EXERCISE GOAL: Edit the part of the material that opens with the line containing "Indicate every instance of the onion" and runs through the end of the material, replacing "onion dome" with "cupola" and changing nothing else. Return only that part.

PROVIDED ENTRIES:
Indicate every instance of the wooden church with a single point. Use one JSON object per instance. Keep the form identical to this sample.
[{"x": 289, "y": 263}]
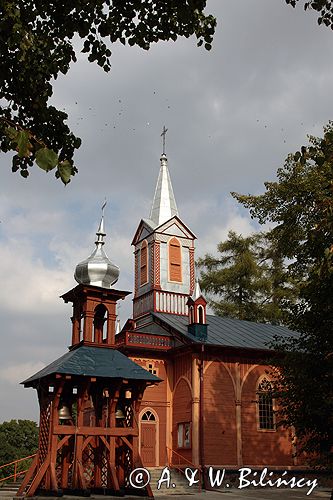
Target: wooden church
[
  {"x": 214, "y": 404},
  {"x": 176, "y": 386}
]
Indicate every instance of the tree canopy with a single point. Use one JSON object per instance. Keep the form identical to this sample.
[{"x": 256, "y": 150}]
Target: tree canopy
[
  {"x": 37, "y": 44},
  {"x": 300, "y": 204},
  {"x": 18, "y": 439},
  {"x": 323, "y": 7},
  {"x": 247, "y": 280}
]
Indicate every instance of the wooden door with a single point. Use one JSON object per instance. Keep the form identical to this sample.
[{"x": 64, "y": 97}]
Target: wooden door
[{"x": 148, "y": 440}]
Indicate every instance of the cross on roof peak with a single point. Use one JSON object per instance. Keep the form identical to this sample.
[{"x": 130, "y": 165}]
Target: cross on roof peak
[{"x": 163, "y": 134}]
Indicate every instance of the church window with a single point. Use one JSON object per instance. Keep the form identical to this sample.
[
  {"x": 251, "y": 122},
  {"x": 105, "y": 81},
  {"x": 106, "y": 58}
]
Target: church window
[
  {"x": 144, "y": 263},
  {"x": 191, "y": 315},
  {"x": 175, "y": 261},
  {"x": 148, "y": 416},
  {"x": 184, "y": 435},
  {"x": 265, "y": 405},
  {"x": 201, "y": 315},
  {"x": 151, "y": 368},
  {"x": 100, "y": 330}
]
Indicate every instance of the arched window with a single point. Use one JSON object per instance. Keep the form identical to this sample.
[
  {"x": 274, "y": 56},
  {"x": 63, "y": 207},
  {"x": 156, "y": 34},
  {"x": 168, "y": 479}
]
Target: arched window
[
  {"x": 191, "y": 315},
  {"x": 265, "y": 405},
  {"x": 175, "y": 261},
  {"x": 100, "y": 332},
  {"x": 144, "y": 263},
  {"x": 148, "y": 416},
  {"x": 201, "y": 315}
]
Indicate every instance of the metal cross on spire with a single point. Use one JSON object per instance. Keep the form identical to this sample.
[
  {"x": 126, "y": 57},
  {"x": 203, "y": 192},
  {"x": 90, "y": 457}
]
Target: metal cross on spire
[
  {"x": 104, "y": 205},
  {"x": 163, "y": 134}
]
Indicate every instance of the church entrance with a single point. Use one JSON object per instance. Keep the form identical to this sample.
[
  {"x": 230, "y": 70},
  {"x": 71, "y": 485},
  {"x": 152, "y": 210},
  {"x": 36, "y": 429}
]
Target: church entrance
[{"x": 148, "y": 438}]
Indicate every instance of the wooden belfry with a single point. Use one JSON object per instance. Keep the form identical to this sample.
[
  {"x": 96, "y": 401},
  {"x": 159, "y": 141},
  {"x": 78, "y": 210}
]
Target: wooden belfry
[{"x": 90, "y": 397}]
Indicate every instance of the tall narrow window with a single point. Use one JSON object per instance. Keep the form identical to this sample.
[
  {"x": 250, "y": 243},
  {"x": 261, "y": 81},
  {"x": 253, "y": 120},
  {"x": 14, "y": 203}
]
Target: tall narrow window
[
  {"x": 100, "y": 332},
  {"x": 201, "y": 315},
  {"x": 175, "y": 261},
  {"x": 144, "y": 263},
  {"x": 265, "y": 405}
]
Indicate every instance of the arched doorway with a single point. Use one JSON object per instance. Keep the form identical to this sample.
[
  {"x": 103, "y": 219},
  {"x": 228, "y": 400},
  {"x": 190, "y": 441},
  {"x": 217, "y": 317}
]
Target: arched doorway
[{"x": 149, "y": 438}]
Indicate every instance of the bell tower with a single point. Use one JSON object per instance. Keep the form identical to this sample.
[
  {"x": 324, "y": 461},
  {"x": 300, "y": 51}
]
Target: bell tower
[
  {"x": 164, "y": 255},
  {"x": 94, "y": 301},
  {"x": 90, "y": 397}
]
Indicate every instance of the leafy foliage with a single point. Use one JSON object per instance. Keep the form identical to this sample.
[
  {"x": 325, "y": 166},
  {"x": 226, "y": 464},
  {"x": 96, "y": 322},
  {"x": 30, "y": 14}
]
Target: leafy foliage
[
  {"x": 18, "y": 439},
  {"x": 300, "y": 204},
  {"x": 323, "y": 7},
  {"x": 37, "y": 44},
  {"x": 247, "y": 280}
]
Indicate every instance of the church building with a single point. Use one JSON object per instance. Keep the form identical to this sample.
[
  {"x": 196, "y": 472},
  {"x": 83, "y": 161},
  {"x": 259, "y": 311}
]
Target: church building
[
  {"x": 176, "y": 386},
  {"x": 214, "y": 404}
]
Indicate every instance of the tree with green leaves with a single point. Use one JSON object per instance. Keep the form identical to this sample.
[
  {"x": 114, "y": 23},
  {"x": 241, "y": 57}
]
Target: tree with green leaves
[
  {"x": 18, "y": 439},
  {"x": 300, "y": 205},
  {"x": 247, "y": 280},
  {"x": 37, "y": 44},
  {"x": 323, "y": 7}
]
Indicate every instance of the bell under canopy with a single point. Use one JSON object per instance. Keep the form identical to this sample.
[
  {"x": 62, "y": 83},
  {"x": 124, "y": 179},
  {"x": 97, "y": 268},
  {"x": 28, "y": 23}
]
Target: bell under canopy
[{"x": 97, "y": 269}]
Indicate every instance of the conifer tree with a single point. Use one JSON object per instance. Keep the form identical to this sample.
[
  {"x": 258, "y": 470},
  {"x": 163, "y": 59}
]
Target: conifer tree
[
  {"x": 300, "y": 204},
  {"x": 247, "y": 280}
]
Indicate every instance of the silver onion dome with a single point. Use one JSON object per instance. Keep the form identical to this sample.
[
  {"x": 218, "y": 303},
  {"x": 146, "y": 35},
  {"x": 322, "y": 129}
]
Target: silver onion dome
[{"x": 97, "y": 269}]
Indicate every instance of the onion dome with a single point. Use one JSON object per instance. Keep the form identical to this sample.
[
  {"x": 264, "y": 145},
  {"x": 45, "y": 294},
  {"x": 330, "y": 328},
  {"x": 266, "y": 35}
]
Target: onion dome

ANSWER TO THE PROBLEM:
Indicate every instance of the cupola with a single point. Use one JSON object per instance. Keep the form identical to this sample.
[
  {"x": 264, "y": 145},
  {"x": 45, "y": 294},
  {"x": 330, "y": 328},
  {"x": 266, "y": 35}
]
Target: cupola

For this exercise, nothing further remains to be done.